Work to complete:
Copy the lines of the data file again, starting with the line that contains "Identify the tire" and going on through the end of the file. Multiply every point coordinate by 0.9 and round each result to a whole number, with halves rounded up.

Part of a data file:
________________

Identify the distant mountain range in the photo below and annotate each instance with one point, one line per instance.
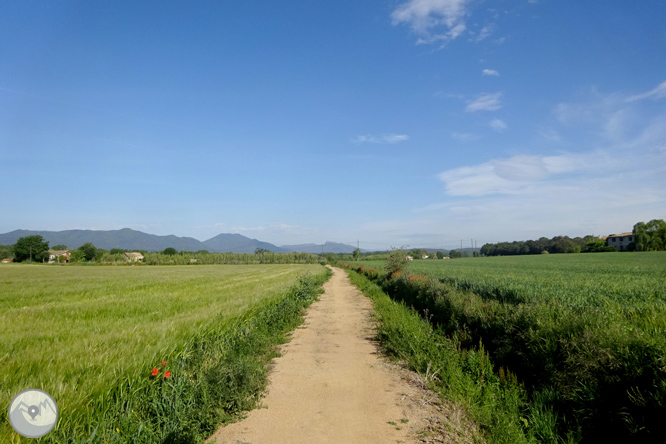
(128, 239)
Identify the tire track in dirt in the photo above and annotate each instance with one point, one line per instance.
(331, 385)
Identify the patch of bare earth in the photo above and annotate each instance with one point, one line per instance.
(332, 385)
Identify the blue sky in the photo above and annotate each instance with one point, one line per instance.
(393, 122)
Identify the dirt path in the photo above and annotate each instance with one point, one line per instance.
(331, 385)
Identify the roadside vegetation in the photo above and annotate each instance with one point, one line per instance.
(584, 335)
(145, 354)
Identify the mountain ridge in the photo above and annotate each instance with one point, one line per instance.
(129, 239)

________________

Task result:
Identify the tire track in dirt in the photo above and annotate each instance with one point, one line per instance.
(298, 347)
Identify the patch of bare earth in the photo above and annotate each instance with one point, one line per instance.
(299, 347)
Identify the blue sky in the photo above and annotate each instance with one point, one line per instance.
(354, 110)
Identify the dirt path in the photo above and annotate each instance with one point, one line per instance.
(298, 347)
Identify the roadside vegetation in the photo above and annotate each instance with one point, one line per instance.
(526, 302)
(131, 319)
Identify the mountain ridge in the photo above and annotate each instance with one point, one line per instance.
(116, 215)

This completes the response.